Once again, armed with a library card and half a brain, it is not too difficult to figure out—assuming you did think about how those animals got so big eating only plants and didn’t just mindlessly parrot Dr. Furham’s poorly-researched blather—that, as Gomer Pyle would say, surprise! surprise! Humans and other large mammals ARE different.

While non-ruminants (like humans) must get their essential amino acids from their diet, ruminants (like giraffes) “may also acquire substantial amounts of these amino acids through the digestion of microbial protein synthesized in the rumen” (see: Amino Acids in Animal Nutrition, edited by J.P. Felix D’Mello). This may come as a bit of a shock to Dr. Furhman and his readership, but humans don’t actually have rumens and utilizing this particular approach to the acquisition of essential amino acids from plant matter ain’t gonna work for us.

You can get plenty of protein from a plants-only diet by eating like a hippo.

Dataset entries:
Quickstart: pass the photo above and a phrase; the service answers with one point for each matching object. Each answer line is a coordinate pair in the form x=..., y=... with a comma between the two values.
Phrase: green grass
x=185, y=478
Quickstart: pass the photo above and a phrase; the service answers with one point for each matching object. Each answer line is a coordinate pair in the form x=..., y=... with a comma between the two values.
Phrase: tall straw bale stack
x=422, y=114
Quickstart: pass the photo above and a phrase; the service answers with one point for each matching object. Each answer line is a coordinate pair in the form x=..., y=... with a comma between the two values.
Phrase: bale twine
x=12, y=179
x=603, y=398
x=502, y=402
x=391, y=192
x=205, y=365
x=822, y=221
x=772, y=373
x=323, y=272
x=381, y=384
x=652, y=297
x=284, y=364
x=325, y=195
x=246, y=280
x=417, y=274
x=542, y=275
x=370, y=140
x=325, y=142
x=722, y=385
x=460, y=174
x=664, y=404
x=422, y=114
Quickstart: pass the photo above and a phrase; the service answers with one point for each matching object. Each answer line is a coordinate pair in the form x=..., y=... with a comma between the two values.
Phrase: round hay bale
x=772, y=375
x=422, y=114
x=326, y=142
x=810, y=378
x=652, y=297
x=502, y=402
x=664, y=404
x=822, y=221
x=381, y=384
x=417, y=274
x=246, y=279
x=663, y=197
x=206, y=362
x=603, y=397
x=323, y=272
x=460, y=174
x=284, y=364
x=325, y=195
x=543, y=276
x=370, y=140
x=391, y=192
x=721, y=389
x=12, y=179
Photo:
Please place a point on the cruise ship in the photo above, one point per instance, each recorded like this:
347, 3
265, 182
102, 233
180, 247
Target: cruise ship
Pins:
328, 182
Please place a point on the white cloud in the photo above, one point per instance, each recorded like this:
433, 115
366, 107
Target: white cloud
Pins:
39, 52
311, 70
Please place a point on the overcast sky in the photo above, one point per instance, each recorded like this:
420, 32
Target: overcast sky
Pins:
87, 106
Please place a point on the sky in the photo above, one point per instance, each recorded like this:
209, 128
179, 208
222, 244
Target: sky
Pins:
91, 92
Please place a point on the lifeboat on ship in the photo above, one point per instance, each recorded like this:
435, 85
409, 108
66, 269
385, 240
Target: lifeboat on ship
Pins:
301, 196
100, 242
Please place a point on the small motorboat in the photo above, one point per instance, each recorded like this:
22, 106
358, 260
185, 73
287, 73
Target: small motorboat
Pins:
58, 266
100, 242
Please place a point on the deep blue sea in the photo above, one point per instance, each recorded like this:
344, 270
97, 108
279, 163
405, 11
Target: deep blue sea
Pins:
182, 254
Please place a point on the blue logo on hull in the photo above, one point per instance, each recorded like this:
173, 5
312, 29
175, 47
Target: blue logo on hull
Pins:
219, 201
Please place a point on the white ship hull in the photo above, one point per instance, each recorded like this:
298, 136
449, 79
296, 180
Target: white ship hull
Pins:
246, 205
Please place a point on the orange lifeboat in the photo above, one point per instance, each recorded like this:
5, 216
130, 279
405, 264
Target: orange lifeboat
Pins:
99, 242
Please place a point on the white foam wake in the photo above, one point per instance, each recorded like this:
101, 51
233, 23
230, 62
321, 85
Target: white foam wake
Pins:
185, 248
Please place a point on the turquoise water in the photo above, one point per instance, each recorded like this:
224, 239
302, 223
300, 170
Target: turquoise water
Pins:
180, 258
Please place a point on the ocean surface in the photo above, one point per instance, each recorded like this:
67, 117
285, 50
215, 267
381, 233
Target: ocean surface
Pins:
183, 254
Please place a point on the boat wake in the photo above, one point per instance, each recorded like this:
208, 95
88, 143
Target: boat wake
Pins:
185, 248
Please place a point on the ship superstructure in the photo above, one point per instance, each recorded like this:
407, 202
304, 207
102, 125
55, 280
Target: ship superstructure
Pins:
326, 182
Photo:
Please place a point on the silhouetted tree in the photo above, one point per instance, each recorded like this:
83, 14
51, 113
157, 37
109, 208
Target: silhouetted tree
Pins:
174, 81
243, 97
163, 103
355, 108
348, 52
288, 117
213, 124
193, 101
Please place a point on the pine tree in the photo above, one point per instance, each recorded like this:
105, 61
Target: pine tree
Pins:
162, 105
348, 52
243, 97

Directions → List every specific kind of animal named in the protein passage, counting humans.

Worked solution → humans, giraffes, hippo